A monthlong law enforcement sweep aimed at fighting violent crime in major U.S. cities has resulted in the arrests of more than 1,500 fugitives, violent criminals, sex offenders and gang members, officials announced Wednesday.
The initiative, “Operation North Star,” was carried out by the U.S. Marshals Service in June and targeted 10 urban centers that have seen a spike in homicides and shootings in recent years.
The targeted cities were Baltimore, Chicago, Houston, Indianapolis, Los Angeles, Memphis, New Orleans, New York, Philadelphia and Washington.
Officials said the operation focused on fugitives wanted for serious, violent offenses, including homicide, sexual assault or robbery.
“The Justice Department is committed to doing everything we can to protect our communities from violent crime and end the plague of gun violence,” U.S. Attorney General Merrick Garland said at the Justice Department.
“Operation North Star reflects the approach we are taking across the department to work in partnership with law enforcement agencies and communities to identify and hold accountable those responsible for the greatest violence,” Garland said.
U.S. Marshals Service Director Ronald Davis said the operation homed in on “the most dangerous criminals who cause the most harm.”
The announcement came two days after a 21-year-old gunman shot and killed seven people and wounded dozens of others at a July 4th parade in Highland Park, Illinois. The suspect, Robert Crimo III, was charged with seven counts of murder on Wednesday. He is expected to face dozens of additional charges, a local prosecutor said.
No federal charges are expected. Garland and other Justice Department officials did not take questions from reporters about Operation North Star or the Highland Park shooting.
Mass shootings of the kind that rocked Highland Park have been on the rise in recent months, but they represent a small fraction of total gun crimes in the United States. Most such crimes are carried out by repeat offenders, prompting periodic law enforcement sweeps such as Operation North Star.

= Source information =
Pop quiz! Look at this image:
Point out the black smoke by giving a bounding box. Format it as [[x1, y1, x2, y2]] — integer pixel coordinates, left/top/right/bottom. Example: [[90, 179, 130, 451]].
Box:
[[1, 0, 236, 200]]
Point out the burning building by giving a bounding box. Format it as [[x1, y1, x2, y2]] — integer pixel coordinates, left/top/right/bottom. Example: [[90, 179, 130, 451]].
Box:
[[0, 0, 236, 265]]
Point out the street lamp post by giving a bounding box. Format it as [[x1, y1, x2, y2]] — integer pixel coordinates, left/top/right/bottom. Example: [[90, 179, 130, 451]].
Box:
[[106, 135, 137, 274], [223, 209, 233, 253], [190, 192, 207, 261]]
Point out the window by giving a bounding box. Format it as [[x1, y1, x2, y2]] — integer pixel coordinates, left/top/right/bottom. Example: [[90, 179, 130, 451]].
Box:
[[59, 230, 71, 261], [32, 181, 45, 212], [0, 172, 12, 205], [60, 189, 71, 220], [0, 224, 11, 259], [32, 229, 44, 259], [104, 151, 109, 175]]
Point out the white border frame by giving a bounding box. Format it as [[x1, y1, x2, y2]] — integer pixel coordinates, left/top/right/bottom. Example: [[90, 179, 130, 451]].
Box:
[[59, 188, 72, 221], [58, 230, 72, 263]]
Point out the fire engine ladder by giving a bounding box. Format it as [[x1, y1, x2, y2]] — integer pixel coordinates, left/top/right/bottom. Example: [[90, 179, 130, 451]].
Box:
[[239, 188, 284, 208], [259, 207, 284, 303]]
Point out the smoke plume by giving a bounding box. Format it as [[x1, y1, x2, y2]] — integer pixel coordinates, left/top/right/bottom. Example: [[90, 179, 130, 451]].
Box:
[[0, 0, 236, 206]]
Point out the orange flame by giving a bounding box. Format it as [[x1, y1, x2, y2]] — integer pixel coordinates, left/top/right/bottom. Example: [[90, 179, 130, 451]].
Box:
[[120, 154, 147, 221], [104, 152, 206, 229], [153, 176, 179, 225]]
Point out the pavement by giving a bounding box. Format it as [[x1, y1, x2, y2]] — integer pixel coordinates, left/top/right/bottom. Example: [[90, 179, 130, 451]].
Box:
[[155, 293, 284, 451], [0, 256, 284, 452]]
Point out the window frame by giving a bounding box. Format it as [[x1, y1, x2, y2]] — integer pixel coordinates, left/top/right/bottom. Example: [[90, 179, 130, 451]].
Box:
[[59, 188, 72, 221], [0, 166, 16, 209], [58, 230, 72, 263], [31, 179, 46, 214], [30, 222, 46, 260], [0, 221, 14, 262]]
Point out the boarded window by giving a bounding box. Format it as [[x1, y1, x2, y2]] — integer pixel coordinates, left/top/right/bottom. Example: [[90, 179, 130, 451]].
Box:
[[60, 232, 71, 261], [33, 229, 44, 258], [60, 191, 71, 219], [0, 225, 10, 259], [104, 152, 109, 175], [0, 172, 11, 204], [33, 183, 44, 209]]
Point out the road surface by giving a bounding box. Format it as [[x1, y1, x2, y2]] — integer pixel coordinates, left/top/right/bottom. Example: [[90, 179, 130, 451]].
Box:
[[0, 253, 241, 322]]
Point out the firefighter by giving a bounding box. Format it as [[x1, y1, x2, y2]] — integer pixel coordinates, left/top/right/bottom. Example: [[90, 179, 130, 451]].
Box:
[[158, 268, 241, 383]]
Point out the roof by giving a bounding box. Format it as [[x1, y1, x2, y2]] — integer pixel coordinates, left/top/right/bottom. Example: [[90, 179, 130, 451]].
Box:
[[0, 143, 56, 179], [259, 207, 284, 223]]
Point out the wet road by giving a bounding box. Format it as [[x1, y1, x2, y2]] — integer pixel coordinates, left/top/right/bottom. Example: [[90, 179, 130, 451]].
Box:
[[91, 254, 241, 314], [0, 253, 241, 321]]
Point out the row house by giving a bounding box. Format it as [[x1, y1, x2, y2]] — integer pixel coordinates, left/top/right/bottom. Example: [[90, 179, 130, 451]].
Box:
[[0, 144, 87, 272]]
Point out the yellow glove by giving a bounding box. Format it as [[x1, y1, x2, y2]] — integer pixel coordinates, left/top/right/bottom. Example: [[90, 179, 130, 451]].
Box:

= What is being asked =
Reproduce the Operation North Star article above word for word, from start to finish.

= Result of the exercise =
A monthlong law enforcement sweep aimed at fighting violent crime in major U.S. cities has resulted in the arrests of more than 1,500 fugitives, violent criminals, sex offenders and gang members, officials announced Wednesday.
The initiative, “Operation North Star,” was carried out by the U.S. Marshals Service in June and targeted 10 urban centers that have seen a spike in homicides and shootings in recent years.
The targeted cities were Baltimore, Chicago, Houston, Indianapolis, Los Angeles, Memphis, New Orleans, New York, Philadelphia and Washington.
Officials said the operation focused on fugitives wanted for serious, violent offenses, including homicide, sexual assault or robbery.
“The Justice Department is committed to doing everything we can to protect our communities from violent crime and end the plague of gun violence,” U.S. Attorney General Merrick Garland said at the Justice Department.
“Operation North Star reflects the approach we are taking across the department to work in partnership with law enforcement agencies and communities to identify and hold accountable those responsible for the greatest violence,” Garland said.
U.S. Marshals Service Director Ronald Davis said the operation homed in on “the most dangerous criminals who cause the most harm.”
The announcement came two days after a 21-year-old gunman shot and killed seven people and wounded dozens of others at a July 4th parade in Highland Park, Illinois. The suspect, Robert Crimo III, was charged with seven counts of murder on Wednesday. He is expected to face dozens of additional charges, a local prosecutor said.
No federal charges are expected. Garland and other Justice Department officials did not take questions from reporters about Operation North Star or the Highland Park shooting.
Mass shootings of the kind that rocked Highland Park have been on the rise in recent months, but they represent a small fraction of total gun crimes in the United States. Most such crimes are carried out by repeat offenders, prompting periodic law enforcement sweeps such as Operation North Star.